§ **Istruzioni**
Restituisci tutti i record riportati qui sotto, riga per riga, senza cambiare nulla.
<<<<
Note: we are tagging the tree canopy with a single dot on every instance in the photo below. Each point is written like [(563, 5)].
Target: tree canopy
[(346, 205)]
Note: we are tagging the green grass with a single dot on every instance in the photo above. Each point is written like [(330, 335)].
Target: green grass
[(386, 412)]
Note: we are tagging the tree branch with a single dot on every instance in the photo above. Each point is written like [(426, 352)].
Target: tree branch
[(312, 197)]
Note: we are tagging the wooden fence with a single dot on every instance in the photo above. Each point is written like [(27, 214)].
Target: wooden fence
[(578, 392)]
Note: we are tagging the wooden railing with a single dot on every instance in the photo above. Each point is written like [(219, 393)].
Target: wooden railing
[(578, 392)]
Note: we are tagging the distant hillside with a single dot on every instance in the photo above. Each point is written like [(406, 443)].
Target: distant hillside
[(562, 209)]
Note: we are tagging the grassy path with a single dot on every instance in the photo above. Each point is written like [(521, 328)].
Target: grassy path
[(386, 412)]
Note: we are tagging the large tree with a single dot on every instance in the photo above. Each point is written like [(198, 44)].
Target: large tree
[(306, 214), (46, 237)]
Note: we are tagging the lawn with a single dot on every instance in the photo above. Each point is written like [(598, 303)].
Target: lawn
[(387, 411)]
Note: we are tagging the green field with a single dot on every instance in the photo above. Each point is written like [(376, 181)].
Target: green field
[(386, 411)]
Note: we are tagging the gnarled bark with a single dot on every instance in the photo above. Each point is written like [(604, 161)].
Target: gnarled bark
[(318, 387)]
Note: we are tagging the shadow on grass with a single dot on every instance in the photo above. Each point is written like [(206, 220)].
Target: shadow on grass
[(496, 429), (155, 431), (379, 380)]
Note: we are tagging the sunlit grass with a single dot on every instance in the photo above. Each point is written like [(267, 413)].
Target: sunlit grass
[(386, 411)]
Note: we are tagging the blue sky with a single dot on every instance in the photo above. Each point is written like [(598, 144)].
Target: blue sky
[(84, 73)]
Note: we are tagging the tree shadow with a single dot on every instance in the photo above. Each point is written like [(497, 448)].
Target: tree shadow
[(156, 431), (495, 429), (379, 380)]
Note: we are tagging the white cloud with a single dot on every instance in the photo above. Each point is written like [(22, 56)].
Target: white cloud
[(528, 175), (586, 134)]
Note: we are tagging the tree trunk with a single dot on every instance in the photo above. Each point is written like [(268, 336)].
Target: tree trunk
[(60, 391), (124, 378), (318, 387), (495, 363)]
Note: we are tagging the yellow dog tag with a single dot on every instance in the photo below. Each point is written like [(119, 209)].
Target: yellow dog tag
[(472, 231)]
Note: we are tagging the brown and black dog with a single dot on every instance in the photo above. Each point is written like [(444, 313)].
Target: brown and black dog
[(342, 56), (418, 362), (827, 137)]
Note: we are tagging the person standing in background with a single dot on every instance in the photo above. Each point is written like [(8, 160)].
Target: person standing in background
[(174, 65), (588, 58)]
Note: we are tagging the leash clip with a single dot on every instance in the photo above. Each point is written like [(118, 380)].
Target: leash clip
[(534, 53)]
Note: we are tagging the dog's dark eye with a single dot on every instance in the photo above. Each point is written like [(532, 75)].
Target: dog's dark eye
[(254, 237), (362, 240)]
>>>>
§ **Risposta**
Note: we are tagging the tree canopy with a single dot on every instance in the photo below. Each point is written like [(563, 5)].
Target: tree canopy
[(346, 205)]
Note: we are tagging the green grass with a single dot on every instance in the photo above. Each point is written like [(330, 335)].
Target: green grass
[(386, 412)]
Note: we are tagging the tree branch with a single dot on every instance in the photo above. Each point is written like [(426, 352)].
Target: tree branch
[(312, 197)]
Note: we are tagging the wooden fence with a single dot on every instance in the photo above. Each point is written like [(27, 214)].
Target: wooden fence
[(578, 392)]
Note: we are tagging the wooden railing with a single dot on every instance in the photo above. Each point is written like [(219, 393)].
Target: wooden railing
[(578, 392)]
Note: we are tagging the distant hillside with a single dot on every instance in the photo above. Each point is written like [(406, 443)].
Target: distant hillside
[(562, 209)]
Note: we are tagging the grassy path with a single dot on every instance in the photo above. Each point is written like [(521, 328)].
Target: grassy path
[(386, 412)]
Note: we are tagging the large tree with a single dot on every instance in the photo above. Each point is written like [(198, 44)].
Target: large tree
[(306, 214), (46, 237)]
Note: we are tagging the lawn with a single dot on every instance in the photo above. Each point is written like [(598, 303)].
Target: lawn
[(387, 411)]
Note: we are tagging the green field with a single dot on every instance in the photo above. Each point is written like [(376, 181)].
Target: green field
[(386, 411)]
Note: we are tagging the gnarled bark with a single dot on every instance in the photo above. Each point is written like [(604, 161)].
Target: gnarled bark
[(318, 387)]
Note: we are tagging the shadow on grass with a single dot on every instance in the photo above. Each point is written like [(206, 220)].
Target: shadow on grass
[(496, 429), (155, 431), (379, 380)]
Note: we are tagging the sunlit grass with a single dot on every instance in the photo above. Each point is written like [(267, 413)].
Target: sunlit grass
[(386, 411)]
Note: we are tagging the blue sky with a single dot on every instance in the photo above. Each point is written like [(598, 144)].
Target: blue sky
[(84, 73)]
Note: we are tagging the tree shadow with a single dot on every instance in the photo above. Each point is written like [(497, 448)].
Target: tree shadow
[(156, 431), (495, 429), (379, 380)]
Note: we are tagging the white cloud with a single dot on every instance in the photo above. Each point is written like [(22, 56)].
Target: white cloud
[(528, 175), (586, 134)]
Note: we are tagging the tree trunk with a single dot on every instance in the photo above. Each point is written like [(268, 336)].
Target: tree trunk
[(60, 391), (124, 378), (318, 387), (495, 363)]
Note: we are tagging the yellow dog tag with a single dot on every instance in the photo below. Each point is written like [(119, 209)].
Target: yellow dog tag
[(472, 231)]
Note: we are tagging the brown and black dog with a single dot on every instance in the photo above. Each point is written like [(444, 313)].
Target: brown and black dog
[(342, 56), (418, 362), (827, 137)]
Note: we are tagging the person standing in background with a single dot on every instance in the photo above. Each point is written like [(8, 160)].
Target: person standing in background
[(174, 65), (588, 58)]
Note: we are tagging the leash clip with a single dot on every instance in the photo above. Each point is written like [(118, 380)].
Target: leash clip
[(534, 53)]
Note: we are tagging the dog's dark eye with a single dot on every instance in the photo above. Each point is written like [(532, 75)].
Target: dog's dark eye
[(254, 237), (362, 240)]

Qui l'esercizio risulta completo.